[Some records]
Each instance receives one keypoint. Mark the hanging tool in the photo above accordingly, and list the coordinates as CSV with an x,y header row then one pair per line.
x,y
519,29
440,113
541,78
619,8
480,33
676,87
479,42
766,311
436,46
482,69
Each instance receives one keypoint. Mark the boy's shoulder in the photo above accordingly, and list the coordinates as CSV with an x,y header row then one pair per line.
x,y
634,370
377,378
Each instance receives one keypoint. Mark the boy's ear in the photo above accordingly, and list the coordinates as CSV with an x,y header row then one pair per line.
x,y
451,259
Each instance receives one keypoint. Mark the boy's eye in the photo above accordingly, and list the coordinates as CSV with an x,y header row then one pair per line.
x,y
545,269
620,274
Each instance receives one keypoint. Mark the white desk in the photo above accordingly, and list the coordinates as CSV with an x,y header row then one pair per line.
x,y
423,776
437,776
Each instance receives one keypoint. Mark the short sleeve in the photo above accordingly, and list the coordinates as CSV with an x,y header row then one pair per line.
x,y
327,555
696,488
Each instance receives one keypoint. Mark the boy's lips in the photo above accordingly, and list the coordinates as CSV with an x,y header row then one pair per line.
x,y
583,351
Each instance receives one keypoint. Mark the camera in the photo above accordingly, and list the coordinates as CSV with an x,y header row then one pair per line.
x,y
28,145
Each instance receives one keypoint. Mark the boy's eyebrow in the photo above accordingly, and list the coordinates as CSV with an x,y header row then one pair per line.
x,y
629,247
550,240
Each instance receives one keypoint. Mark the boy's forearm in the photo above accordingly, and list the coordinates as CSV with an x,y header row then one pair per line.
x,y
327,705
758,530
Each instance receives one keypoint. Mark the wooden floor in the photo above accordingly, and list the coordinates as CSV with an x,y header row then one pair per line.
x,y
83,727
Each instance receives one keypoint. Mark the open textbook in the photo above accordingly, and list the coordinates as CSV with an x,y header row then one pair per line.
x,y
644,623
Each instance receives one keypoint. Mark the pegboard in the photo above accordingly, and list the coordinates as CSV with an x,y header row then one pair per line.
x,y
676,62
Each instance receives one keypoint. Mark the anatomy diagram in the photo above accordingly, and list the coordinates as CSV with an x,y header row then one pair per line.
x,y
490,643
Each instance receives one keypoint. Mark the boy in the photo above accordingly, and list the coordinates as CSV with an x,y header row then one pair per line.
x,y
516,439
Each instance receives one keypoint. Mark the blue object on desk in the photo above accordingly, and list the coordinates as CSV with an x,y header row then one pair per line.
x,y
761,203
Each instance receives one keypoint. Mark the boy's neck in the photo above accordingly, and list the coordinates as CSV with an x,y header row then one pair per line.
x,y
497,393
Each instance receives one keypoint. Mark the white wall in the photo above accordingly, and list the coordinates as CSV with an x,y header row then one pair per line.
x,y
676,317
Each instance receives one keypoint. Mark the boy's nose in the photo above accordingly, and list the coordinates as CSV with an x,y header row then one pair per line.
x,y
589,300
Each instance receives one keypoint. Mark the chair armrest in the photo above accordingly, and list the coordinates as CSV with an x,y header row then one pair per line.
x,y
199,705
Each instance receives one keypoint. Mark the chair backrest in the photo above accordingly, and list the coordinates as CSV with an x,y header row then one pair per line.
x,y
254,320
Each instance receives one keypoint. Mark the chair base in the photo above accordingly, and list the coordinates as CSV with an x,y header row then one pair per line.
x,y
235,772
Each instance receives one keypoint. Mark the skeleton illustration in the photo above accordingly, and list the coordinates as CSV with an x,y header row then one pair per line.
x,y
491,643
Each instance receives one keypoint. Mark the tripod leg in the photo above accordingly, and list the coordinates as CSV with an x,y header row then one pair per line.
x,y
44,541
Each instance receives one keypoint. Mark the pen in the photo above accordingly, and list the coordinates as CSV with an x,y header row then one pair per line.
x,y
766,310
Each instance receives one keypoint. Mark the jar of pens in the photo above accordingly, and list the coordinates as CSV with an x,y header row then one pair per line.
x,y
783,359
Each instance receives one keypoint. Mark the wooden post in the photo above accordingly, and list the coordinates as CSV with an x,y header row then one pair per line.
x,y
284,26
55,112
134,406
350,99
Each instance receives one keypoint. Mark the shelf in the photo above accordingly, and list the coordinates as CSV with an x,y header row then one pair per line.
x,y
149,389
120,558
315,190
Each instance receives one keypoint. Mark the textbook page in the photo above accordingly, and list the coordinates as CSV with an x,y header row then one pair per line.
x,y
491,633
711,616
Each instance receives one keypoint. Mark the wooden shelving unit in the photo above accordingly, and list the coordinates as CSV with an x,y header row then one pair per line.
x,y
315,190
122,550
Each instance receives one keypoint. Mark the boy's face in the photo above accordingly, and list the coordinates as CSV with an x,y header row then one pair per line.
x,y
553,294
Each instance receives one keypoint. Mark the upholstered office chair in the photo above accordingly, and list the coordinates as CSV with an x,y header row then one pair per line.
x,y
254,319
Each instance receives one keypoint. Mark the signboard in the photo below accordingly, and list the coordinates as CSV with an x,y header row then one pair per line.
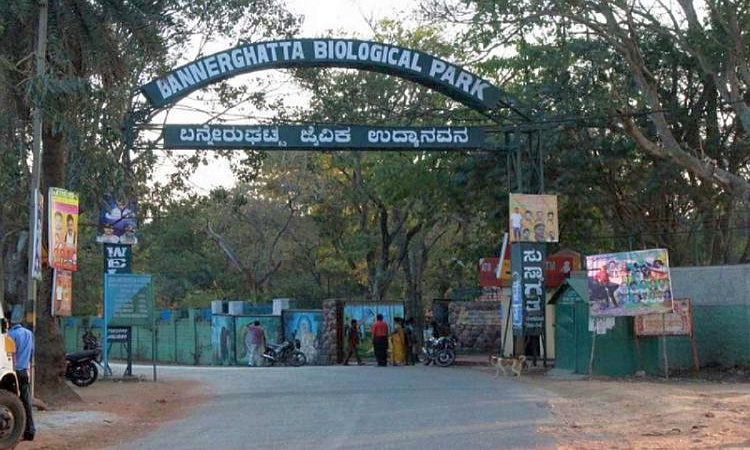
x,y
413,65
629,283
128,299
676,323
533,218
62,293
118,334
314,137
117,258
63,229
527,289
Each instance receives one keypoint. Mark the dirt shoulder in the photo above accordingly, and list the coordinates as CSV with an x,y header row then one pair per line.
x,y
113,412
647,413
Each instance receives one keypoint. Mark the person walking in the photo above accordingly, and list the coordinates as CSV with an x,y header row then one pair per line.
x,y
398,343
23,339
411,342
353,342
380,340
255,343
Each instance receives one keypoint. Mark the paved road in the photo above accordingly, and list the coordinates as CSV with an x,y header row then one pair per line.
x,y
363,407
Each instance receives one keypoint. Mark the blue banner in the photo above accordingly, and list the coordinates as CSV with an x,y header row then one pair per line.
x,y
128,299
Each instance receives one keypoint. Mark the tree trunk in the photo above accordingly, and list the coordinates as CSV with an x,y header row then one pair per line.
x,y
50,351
==
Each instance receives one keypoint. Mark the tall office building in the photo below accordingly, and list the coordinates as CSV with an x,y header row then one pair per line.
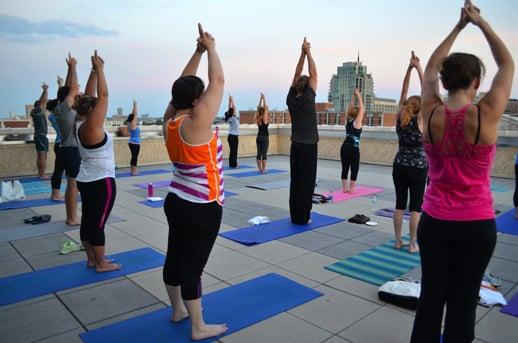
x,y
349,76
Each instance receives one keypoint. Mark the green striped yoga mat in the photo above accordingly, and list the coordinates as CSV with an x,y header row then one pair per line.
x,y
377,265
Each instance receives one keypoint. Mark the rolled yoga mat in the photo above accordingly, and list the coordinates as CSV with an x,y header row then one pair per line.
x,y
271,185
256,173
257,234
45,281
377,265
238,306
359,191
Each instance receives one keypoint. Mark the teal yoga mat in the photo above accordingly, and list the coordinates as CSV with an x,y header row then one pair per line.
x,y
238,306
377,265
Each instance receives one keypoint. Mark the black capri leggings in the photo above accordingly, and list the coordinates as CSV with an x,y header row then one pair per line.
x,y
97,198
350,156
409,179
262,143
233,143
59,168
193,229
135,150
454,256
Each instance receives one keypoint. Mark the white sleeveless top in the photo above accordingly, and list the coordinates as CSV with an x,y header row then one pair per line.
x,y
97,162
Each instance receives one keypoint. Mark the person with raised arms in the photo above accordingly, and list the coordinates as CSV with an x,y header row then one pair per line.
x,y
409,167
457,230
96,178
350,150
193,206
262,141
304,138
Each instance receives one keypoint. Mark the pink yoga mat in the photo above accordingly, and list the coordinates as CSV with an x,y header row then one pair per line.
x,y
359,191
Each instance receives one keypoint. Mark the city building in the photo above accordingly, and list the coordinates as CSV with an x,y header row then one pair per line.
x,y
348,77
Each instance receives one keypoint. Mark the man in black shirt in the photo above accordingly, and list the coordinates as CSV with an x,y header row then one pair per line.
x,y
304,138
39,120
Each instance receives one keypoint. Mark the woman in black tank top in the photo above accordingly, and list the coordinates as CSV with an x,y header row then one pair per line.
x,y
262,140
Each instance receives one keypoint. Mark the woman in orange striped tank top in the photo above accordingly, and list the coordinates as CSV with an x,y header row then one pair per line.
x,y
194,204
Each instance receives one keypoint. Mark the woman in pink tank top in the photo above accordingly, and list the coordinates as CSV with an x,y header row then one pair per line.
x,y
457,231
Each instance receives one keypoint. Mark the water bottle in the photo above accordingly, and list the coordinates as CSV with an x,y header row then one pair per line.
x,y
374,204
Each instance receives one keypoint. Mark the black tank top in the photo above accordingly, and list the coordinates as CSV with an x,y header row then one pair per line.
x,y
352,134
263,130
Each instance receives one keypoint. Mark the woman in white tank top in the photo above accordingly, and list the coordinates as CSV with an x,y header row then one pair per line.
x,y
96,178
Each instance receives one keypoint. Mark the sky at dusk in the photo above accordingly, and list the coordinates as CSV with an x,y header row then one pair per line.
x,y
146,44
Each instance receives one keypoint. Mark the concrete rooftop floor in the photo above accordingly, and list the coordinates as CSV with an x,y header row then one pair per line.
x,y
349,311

◆ Requirement ◆
Count the lines in the material above that contain the string "shoulder", and give only the number.

◆ Exercise result ◆
2